• _PAGE EXTRACT_
Think about when we feel deeply betrayed by artists and critics. We don’t typically feel betrayed when a musician fails to make music for us. In fact, if they try too hard to make music to please us or to satisfy our pre-established sensibilities, we might think that they were pandering. We often feel most betrayed when an artist isn’t true to their own aesthetic sensibility—when they have sold out to commercial interests, or just phoned it in out of laziness, or made an insincere bid for popularity. A paradigmatic form of indignation in aesthetic life is towards sellouts and other forms of aesthetic insincerity.

Of course, we don’t feel betrayed when we think that they’ve broken their commitments for sufficiently good reason—as we are willing to forgive other breaches of commitments, given the right justification. And, of course, commitments to aesthetic sincerity aren’t the only commitments in aesthetic life. Jazz musicians improvise together, and that improvisation is clearly ruled by a commitment to maintaining active cooperation. A friend promises to make me a mixtape to lift me out of my depressive funk; they have made a commitment to respond to my particular tastes and needs in the moment. And the commitments to aesthetic sincerity surely vary from one role to another. We would not, I take it, feel very betrayed if a member of city council recommended restaurants based on the restaurant owners’ politics. Their role involves no commitment to aesthetic sincerity. But we would feel very much betrayed if it turned out that our newspaper’s restaurant critic issued their recommendations on political grounds, for their role involves an implied commitment to aesthetic sincerity.

Let me note: there are also many cases of commitments to aesthetic steadfastness, and often there are very good reasons for making them. Such commitments can undergird efforts to build and maintain a healthy community, for one. In some cases, those commitments to steadfastness may be dominant, especially when the aesthetic practices are cornerstones in a community’s life—most especially for vulnerable communities. We might, for example, expect to find such commitments to steadfastness around the linchpin cultural practices of threatened communities.21 But it strikes me that, in much of contemporary art practice, trust in aesthetic sincerity is usually dominant.

The pervasiveness of trust in aesthetic sincerity can be glimpsed in its breach. Sellout cases are, I take it, paradigmatic cases of aesthetic betrayal, and usually give rise to the most morally loaded condemnations. Imagine, for instance, that an artist makes their artistic decisions based strictly on focus group data about what will sell well in upscale New York galleries. In that case, they have failed in their commitment to act from aesthetic considerations. They are not guided by their sense of aesthetic value, nor are they guided by any insight into which aesthetic properties will arise from non-aesthetic properties. Or, imagine a friend who makes book recommendations based on what will make them seem classy. Again, they have failed to act out of aesthetic considerations, and we might reasonably feel that our trust has been betrayed.

• _SUPPLIED MATERIAL_
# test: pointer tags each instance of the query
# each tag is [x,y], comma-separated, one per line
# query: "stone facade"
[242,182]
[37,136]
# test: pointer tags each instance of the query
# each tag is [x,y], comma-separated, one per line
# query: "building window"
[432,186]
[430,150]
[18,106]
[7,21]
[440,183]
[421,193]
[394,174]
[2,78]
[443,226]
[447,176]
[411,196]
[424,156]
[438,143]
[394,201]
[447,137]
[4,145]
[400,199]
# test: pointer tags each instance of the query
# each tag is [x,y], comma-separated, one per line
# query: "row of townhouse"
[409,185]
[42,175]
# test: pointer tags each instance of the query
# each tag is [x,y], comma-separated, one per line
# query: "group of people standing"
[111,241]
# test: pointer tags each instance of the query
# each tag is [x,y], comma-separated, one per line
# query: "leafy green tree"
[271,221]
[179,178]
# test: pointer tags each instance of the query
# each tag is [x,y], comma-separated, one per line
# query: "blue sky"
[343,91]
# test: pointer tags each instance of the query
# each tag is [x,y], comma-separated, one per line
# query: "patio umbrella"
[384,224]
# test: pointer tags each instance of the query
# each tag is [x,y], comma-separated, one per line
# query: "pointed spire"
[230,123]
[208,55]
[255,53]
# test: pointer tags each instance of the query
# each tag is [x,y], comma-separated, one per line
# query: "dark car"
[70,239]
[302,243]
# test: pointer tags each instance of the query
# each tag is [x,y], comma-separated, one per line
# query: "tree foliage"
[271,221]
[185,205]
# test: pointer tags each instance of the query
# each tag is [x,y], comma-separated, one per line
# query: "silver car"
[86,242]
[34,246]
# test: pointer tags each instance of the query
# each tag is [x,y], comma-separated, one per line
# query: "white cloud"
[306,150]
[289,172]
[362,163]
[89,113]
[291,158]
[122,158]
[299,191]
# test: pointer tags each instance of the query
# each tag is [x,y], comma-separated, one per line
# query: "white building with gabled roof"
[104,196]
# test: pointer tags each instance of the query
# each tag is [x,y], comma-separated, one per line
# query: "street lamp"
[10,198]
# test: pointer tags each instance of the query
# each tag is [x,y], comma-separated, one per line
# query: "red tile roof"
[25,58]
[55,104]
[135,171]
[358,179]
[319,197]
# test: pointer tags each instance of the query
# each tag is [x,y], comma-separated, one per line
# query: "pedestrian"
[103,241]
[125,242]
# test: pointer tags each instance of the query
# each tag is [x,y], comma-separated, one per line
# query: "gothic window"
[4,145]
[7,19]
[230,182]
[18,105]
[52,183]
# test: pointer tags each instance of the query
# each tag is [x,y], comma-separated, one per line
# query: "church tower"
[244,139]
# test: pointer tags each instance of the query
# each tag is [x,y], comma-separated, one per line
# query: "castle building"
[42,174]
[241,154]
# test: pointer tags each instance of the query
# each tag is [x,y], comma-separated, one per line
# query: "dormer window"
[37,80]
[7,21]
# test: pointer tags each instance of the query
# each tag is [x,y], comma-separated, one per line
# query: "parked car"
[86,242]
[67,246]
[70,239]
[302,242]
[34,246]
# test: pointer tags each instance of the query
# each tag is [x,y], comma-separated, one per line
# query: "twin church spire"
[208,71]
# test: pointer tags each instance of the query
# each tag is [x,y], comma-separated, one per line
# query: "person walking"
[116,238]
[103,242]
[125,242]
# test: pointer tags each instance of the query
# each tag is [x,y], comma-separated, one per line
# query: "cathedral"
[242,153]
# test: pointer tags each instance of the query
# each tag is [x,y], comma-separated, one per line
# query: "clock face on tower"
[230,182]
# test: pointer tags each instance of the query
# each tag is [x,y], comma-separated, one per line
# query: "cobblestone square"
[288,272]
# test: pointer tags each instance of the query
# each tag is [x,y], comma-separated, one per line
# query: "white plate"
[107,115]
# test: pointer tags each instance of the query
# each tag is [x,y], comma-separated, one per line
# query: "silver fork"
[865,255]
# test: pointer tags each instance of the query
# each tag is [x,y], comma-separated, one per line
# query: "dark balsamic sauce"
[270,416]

• _DIRECTIONS_
**A.** In the passage on aesthetic sincerity, the sentence beginning "We often feel most betrayed when an artist isn't true to their own aesthetic sensibility" names several ways an artist can fail that sensibility. List all of them.
**B.** Extract every line of the listing that contains the word "window".
The listing is unrelated to the passage on aesthetic sincerity.

• _ANSWERS FOR THE EXERCISE_
**A.**
- Selling out to commercial interests
- Phoning it in out of laziness
- Making an insincere bid for popularity

**B.**
# query: "building window"
# query: "gothic window"
# query: "dormer window"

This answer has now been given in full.